| Text under study |

++++++++

In today’s world, images are ubiquitous, from the photographs we take, the videos we watch on youtube, and the images such as XRays, CT (Computed Tomography) or MRI (Magnetic Resonance Imaging) scans acquired in a hospital to satellite images. These images form an important tool for visualisation or representation of data. Our group has been working on a variety of algorithms for processing such image data to improve their appearance and to make them more useful, which also includes acquiring them faster A few highlights of the work we have been engaged in are
presented here below:

Owing to various factors such as poor lighting or issues with sensing elements, the images acquired by a camera may appear grainy. These grainy artifacts are often called ‘noise’. Noise actually is a very general term, and actually refers to unwanted components in an image. In different applications, this noise may manifest itself in different ways. If there is relative motion between the scene and the camera, the acquired image may exhibit motion blur artifacts. If the picture taken is that of a scene which is located behind a glass window, the picture contains visual disturbances due to reflections of objects located in front of the window – since the glass window acts as a semi reflecting surface. Removal of such ‘noise’ is important not only for aesthetic reasons, but also to facilitate better processing of these images for various higher level applications including recognition, surveillance and security. This process is termed noise removal or denoising.

In certain applications such as MRI or CT, the acquisition of the images can be quite time-consuming and therefore also costly as well uncomfortable or even hazardous to a patient. In fact, the images are never measured directly– they are acquired in a form loosely termed as ‘projections’ from which the actual image has to be reconstructed by a fairly complicated algorithm. The acquisition can be made faster by reducing the resolution of the projections to bring down the effective number of measurements. However this reduces the image reconstruction quality. We have been working on a number of algorithms to retain the reconstruction quality in the face of vagaries such as measurement noise in the projections, a reduced number of measurements and sensor calibration issues (i.e. the instrument acquiring the image doesn’t do exactly what you told it to do). Our algorithms exploit numerous interesting and commonly observed properties of natural images, such as sparsity and compressibility (i.e. though they contain thousands of pixels, they can accurately be represented using just a small number of ‘signature values’), or similarity among nearby regions or slices of a biological tissue. Our algorithms fall in a relatively new sub-area of the image or signal processing field called as ‘compressed sensing’.

++++++++

| Task |
Condense the text on image processing research into two sentences.

| Data for review |
++++++++

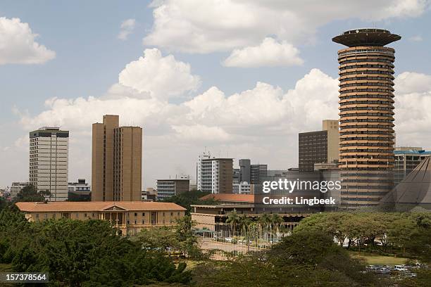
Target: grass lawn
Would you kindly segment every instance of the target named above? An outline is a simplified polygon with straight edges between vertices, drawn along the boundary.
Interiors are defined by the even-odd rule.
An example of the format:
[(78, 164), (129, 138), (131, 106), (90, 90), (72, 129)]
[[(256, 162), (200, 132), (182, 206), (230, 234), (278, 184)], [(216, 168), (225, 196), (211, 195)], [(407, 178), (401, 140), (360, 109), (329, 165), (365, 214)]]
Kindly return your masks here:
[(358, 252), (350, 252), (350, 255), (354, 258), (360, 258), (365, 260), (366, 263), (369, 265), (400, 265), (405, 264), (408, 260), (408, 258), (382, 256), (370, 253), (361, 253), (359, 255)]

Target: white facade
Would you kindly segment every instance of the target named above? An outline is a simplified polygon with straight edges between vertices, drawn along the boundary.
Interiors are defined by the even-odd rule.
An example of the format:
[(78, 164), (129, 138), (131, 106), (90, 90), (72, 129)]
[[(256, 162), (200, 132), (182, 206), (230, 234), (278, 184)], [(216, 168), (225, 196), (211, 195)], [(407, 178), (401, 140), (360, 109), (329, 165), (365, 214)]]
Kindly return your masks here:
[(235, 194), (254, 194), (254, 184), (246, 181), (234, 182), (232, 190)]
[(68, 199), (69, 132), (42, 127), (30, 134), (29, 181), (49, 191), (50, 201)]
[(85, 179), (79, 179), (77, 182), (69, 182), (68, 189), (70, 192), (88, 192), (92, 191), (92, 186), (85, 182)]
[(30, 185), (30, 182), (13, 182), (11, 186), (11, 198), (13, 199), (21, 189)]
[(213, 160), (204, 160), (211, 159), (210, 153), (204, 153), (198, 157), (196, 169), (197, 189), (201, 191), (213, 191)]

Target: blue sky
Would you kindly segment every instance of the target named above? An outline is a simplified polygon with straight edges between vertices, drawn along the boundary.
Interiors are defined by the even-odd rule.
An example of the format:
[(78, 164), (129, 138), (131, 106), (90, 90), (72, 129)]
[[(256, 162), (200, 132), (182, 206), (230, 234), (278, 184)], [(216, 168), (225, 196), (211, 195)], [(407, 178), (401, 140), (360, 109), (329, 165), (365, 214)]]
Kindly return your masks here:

++++++++

| Written answer |
A research group develops algorithms that process images such as photographs, videos, medical scans and satellite images to improve their appearance and usefulness, including removing "noise" such as graininess, motion blur and reflections from glass windows. For MRI and CT, where acquisition is slow and costly, the group's compressed sensing algorithms keep reconstruction quality despite measurement noise, fewer measurements and sensor calibration issues by exploiting properties of natural images such as sparsity, compressibility and similarity among nearby regions or tissue slices.